* _WHAT NEEDS TO BE DONE_
Give back exactly the lines from the one containing "the girl's face" through the end of the records, including both, and no others.

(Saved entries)
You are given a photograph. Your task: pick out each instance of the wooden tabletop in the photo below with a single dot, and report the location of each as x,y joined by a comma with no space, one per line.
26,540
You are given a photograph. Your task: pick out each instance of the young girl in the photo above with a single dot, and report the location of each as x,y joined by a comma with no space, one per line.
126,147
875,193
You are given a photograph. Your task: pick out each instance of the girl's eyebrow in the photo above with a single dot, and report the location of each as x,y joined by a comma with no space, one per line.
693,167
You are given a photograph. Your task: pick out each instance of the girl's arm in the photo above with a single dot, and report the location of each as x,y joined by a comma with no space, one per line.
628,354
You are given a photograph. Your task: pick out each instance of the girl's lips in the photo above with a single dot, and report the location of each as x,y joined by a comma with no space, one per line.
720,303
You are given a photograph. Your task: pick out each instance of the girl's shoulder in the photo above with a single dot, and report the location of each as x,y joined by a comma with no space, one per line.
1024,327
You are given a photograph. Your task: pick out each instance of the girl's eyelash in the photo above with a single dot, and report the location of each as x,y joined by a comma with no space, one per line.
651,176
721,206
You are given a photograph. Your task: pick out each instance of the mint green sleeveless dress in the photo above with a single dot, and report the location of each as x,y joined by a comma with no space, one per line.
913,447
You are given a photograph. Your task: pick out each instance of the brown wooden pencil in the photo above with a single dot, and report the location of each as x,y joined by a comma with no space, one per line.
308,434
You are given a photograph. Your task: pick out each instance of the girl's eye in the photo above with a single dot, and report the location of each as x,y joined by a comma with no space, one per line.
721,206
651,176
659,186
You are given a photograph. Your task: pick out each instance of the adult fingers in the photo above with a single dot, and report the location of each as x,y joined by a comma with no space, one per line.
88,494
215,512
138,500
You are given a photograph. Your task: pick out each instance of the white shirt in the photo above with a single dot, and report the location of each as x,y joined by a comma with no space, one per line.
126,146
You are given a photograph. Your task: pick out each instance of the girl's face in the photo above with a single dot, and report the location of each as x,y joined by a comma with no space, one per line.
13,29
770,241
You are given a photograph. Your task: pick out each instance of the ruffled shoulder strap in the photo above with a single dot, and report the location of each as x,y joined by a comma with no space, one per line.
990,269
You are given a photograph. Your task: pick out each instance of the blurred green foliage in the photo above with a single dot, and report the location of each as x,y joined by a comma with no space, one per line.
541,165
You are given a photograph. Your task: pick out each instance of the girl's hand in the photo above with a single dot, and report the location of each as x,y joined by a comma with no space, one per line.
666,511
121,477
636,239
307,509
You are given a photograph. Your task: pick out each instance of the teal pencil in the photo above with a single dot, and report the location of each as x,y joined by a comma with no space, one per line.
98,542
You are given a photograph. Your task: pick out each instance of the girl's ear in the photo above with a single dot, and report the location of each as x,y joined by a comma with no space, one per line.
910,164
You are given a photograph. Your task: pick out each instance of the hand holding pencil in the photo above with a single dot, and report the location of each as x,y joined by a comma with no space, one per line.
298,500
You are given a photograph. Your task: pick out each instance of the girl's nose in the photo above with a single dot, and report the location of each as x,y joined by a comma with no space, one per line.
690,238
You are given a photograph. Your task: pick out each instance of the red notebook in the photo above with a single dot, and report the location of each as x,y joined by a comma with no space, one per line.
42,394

* _SOLUTION_
You are given a photograph. Your task: pick out each instance of the girl's face in the photo above with a single dot, and report the location of each as x,y joined by a comma with no space, one per line.
13,29
770,241
You are given a photograph. Your task: pick out each instance of the ruffled shoulder strap in the photo above with a single dot, and report the location of each as x,y joined by a comma with no space, one per line.
990,269
You are given a photograph. Your task: pick out each instance of the blurred green foliage in the photo above with a single dot, and report the location of each as x,y joined by a comma with no space, one per line.
541,165
You are given a photograph. Your task: pick out each instance of the girl's hand in the photo above with a single dot, and report the location of each as x,y joined by a comma with no space, one per line.
666,511
121,477
636,239
307,509
You are given a photograph. Your task: pick out each instance of the teal pencil in the photo above with a single dot, and report the location of each as x,y joined by a comma with no space, one per line.
98,542
You are given a photograph. Your task: pick out each instance of the girl's ear in the photo above with a single dot, and report the location of each as x,y joined by a comma with no space, one per line.
910,164
You are given a photograph. Your task: pick out each instance of the hand holding pencil in the photo above with a single dot, and report the location of each as x,y joined by a comma with no space, one per line.
298,500
You are given a photograph. Your task: pick out each instance of the girl's nose in the photo above with a single dot, and report the location of each as x,y joined by a comma with no space, one per line.
690,238
You are given a photograph. Your task: pick out each instance of the red notebook in the photo above with a single dot, and report the location of each as x,y joined by a comma with no space, one per line.
42,394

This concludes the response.